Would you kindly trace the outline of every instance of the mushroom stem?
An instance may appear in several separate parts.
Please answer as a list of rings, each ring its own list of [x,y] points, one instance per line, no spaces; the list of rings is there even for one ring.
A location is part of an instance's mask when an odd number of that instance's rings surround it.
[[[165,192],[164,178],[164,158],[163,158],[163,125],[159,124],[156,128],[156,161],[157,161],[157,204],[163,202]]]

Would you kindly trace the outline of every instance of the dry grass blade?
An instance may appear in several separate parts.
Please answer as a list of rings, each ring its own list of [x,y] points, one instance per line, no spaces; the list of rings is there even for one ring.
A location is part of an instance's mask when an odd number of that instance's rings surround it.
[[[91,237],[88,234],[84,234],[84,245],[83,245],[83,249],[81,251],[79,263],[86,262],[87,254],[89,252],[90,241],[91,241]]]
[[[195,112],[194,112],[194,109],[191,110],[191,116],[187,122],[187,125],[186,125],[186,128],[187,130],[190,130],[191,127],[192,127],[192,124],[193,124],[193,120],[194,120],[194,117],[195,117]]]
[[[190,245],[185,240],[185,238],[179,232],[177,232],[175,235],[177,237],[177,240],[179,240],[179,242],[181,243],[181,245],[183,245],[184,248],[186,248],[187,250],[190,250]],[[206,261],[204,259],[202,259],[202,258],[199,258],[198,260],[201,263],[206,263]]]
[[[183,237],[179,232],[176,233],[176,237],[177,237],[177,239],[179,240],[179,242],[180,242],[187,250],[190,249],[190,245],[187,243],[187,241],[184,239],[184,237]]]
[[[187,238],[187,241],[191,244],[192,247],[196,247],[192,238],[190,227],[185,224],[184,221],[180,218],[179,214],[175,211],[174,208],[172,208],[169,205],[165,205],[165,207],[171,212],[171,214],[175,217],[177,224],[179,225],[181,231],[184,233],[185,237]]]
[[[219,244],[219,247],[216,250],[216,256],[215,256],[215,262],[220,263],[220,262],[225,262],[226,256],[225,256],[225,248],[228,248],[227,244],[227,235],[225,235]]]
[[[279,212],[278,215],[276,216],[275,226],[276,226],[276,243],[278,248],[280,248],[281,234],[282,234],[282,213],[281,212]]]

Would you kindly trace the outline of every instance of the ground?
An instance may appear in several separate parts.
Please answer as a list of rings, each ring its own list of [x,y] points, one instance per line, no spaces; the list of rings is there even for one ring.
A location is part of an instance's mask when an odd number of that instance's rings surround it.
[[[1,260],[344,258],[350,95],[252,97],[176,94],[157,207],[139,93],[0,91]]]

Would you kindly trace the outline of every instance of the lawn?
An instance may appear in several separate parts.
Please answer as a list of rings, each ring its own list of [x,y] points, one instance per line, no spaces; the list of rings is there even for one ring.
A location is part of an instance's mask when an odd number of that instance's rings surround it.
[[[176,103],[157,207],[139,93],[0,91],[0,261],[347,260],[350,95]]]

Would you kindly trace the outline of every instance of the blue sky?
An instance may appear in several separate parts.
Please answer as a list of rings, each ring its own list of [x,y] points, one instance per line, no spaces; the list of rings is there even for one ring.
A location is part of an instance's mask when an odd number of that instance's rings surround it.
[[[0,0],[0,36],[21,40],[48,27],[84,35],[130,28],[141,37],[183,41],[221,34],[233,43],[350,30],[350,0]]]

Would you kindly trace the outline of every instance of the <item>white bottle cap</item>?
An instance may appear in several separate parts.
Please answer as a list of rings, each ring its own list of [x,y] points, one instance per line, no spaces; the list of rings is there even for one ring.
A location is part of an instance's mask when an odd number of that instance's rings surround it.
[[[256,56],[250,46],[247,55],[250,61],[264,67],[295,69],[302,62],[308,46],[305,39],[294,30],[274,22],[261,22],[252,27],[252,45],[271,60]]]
--------------------------------------------------
**PROBLEM TO SOLVE**
Word for word, give back the data shown above.

**FINAL ANSWER**
Would you kindly trace the outline of every instance of the mushroom stem?
An instance may appear in several separate parts.
Please answer as a list of rings, each ring its own list of [x,y] points, one instance per line, no spaces; the list of rings is there even for one ring.
A location is part of an instance's mask when an odd number of that instance's rings surround it.
[[[165,192],[164,178],[164,158],[163,158],[163,125],[159,124],[156,128],[156,161],[157,161],[157,204],[163,202]]]

Would you kindly trace the outline of every instance of the dry grass blade?
An instance may appear in several separate parts.
Please answer as a list of rings, each ring its own list of [x,y] points, one instance per line, no spaces; the list of rings is there even for one ring.
A location is part of an instance's mask when an odd number of that instance's rings surround it.
[[[91,237],[88,234],[84,234],[84,245],[83,245],[83,249],[81,251],[79,263],[86,262],[87,254],[89,252],[90,241],[91,241]]]
[[[195,112],[194,112],[194,109],[191,110],[191,116],[187,122],[187,125],[186,125],[186,128],[187,130],[190,130],[191,127],[192,127],[192,124],[193,124],[193,120],[194,120],[194,117],[195,117]]]
[[[190,245],[185,240],[185,238],[179,232],[177,232],[175,235],[177,237],[177,240],[179,240],[179,242],[181,243],[181,245],[183,245],[184,248],[186,248],[187,250],[190,250]],[[206,261],[204,259],[202,259],[202,258],[199,258],[198,260],[201,263],[206,263]]]
[[[183,237],[179,232],[176,233],[176,237],[177,237],[177,239],[179,240],[179,242],[180,242],[187,250],[190,249],[190,245],[187,243],[187,241],[184,239],[184,237]]]
[[[187,238],[187,241],[191,244],[192,247],[196,247],[192,238],[190,227],[185,224],[184,221],[180,218],[179,214],[175,211],[174,208],[172,208],[169,205],[165,205],[165,207],[171,212],[171,214],[175,217],[177,224],[179,225],[181,231],[184,233],[185,237]]]
[[[219,244],[219,247],[216,250],[216,256],[215,256],[215,262],[220,263],[220,262],[225,262],[226,256],[225,256],[225,248],[228,248],[227,244],[227,235],[225,235]]]
[[[279,212],[278,215],[276,216],[275,226],[276,226],[276,243],[278,248],[280,248],[281,234],[282,234],[282,213],[281,212]]]

Would you kindly trace the outline of every instance of the ground?
An instance may appear in several separate parts.
Please answer as a list of rings, each ring its own list of [x,y] points, one instance per line, no spaces; the list of rings is there even for one ring.
A location is part of an instance's mask when an odd number of that instance's rings surround it.
[[[1,260],[344,258],[350,95],[252,97],[176,94],[157,207],[139,93],[0,91]]]

Would you kindly trace the outline of every instance of the lawn?
An instance may appear in several separate parts.
Please answer as a list of rings, each ring its own list of [x,y] points, one instance per line, no spaces; the list of rings is there even for one ring.
A location is part of an instance's mask when an odd number of that instance's rings surround it.
[[[176,103],[157,207],[139,93],[0,91],[0,261],[347,260],[350,95]]]

Would you kindly trace the outline of every instance of the blue sky?
An instance may appear in several separate parts.
Please answer as a list of rings, each ring its own list of [x,y] points, one instance per line, no spaces; the list of rings is there even for one ring.
A location is part of an instance's mask when an odd number of that instance's rings surround it.
[[[0,0],[0,36],[21,40],[48,27],[84,35],[130,28],[141,37],[183,41],[221,34],[233,43],[350,30],[350,0]]]

Would you kindly trace the outline of every instance of the <item>white bottle cap</item>?
An instance may appear in several separate parts.
Please answer as a list of rings, each ring its own list of [x,y] points, one instance per line, no spaces; the list of rings is there even for one ring.
A location is part of an instance's mask when an odd number of that instance's rings surround it.
[[[256,56],[250,46],[247,55],[250,61],[264,67],[295,69],[302,62],[308,46],[305,39],[294,30],[274,22],[261,22],[252,27],[252,45],[271,60]]]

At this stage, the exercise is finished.